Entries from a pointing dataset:

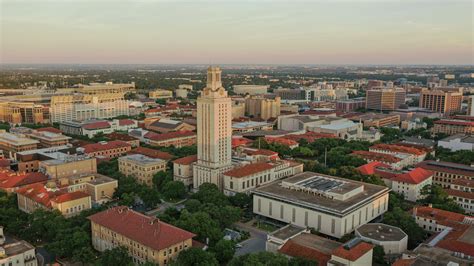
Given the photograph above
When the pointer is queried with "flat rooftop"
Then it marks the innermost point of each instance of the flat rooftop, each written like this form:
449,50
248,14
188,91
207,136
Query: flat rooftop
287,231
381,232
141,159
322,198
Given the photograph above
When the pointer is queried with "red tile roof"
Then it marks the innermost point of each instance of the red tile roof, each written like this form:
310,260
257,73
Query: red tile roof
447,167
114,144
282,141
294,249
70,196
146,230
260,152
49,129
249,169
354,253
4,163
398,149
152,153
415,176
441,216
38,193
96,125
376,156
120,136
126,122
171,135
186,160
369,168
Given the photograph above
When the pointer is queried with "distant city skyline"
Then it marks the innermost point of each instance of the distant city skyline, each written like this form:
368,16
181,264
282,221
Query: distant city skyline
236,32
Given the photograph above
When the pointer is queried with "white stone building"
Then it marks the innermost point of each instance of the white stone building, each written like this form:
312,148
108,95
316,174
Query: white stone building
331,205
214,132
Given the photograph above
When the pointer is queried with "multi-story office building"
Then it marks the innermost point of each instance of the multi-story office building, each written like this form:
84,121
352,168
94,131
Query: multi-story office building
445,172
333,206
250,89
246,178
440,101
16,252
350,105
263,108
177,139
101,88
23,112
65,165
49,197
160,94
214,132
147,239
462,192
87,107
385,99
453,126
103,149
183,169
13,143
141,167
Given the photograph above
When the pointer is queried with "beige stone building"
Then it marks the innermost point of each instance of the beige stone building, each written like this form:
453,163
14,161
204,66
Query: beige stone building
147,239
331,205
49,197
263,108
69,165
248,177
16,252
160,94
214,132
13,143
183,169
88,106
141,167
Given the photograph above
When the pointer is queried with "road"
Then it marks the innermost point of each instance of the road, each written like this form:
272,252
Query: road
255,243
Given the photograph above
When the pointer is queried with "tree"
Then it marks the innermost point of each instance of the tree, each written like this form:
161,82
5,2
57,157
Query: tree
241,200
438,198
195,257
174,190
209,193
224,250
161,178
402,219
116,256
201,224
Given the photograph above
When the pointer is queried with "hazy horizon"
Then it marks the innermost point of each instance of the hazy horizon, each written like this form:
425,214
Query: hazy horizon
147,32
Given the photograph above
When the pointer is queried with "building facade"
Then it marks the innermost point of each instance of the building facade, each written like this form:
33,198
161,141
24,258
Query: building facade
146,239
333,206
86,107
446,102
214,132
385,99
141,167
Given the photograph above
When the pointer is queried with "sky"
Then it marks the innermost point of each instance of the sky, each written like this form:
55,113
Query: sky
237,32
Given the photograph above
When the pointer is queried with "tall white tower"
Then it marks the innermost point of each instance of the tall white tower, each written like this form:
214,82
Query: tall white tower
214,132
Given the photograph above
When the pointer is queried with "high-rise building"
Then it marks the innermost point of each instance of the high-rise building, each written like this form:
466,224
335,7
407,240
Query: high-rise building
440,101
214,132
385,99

**WHAT YOU ARE ASKED TO DO**
Print out the lines exactly, skipping any picture.

**RESULT BELOW**
Given the photograph above
When the pointer is queried with "flat rooftop"
Then it marks the innermost point of each instance of the flat rooftop, each written like this form:
449,50
248,14
188,91
207,136
Query: flat rooftop
287,231
381,232
141,159
322,198
Given the photograph above
When the pointer is queried with "red tile roof"
Then it marks the innermost point of each instance of the red tile roof, each written like this form:
310,260
257,73
Query: red tile roof
447,167
114,144
282,141
294,249
70,196
146,230
260,152
49,129
249,169
354,253
4,163
398,149
152,153
415,176
441,216
38,193
96,125
376,156
120,136
126,122
171,135
186,160
369,168
Given the photograph above
When the pointer is queried with "distant city skyline"
Then it marks the innermost point of each instance of the distant city skyline, each written like this form:
368,16
181,264
282,221
Query: distant city skyline
236,32
Given the photograph above
When the pointer is queried with "white stone building"
Then it marks the innermost point of each instance of the white stone building, each written like this form:
312,148
108,95
316,174
Query: white stone building
331,205
214,132
Given the photograph above
When the pointer is queried with "multi-story office building"
Then it marks the innermost point of each instance of the multi-story office building, each written like this form:
84,121
352,168
94,131
Query: multi-story office building
445,172
333,206
250,89
246,178
440,101
16,252
350,105
263,108
177,139
101,88
23,112
65,165
49,197
160,94
214,132
147,239
462,192
87,107
385,99
453,126
103,149
183,169
13,143
141,167
Given the photograph above
When the pointer is queried with "beige stone building"
Then it marks the innermost point of each instance of the beige stone building, each written like this form:
453,163
14,161
204,66
Query: beige stone building
147,239
331,205
49,197
263,108
69,165
248,177
16,252
160,94
214,132
13,143
183,169
88,106
141,167
Given the photograph above
When the pointer is queried with "road"
Then it marks the innermost point of each instance of the road, each written like this form:
272,252
Query: road
255,243
Given the photograph above
When the pointer is queried with "tree"
Then it marks the innermost point of each instance of the tree, each written like this form:
161,82
5,2
57,157
Query: tree
241,200
438,198
195,257
174,190
209,193
224,250
161,178
402,219
116,256
201,224
Given the photograph above
When the pointer is queried with "hazy horizon"
Then it marks the innermost point of each instance of the hazy horizon, each written like this form:
425,214
Query: hazy horizon
147,32
Given the photograph above
When the pointer is queried with "building facade"
Then it marks the innermost point of each instance of the building facade, each written like this form:
33,198
161,141
24,258
Query: building facade
146,239
333,206
86,107
446,102
214,132
385,99
141,167
Given the photograph above
When the pointer is queried with "sky"
Then it marks the innermost point of each instance of the sky, each written like this form:
55,113
Query: sky
237,32
Given the photograph above
When the pointer is queried with "tall white tower"
Then it marks the innermost point of each instance of the tall white tower, each written like this form:
214,82
Query: tall white tower
214,132
Given the photograph above
When the pointer is queried with "high-rise building"
Then it marks the innermost point of each instance of the high-rise building, each written like this form:
466,224
335,7
407,240
Query: high-rise building
440,101
214,132
385,99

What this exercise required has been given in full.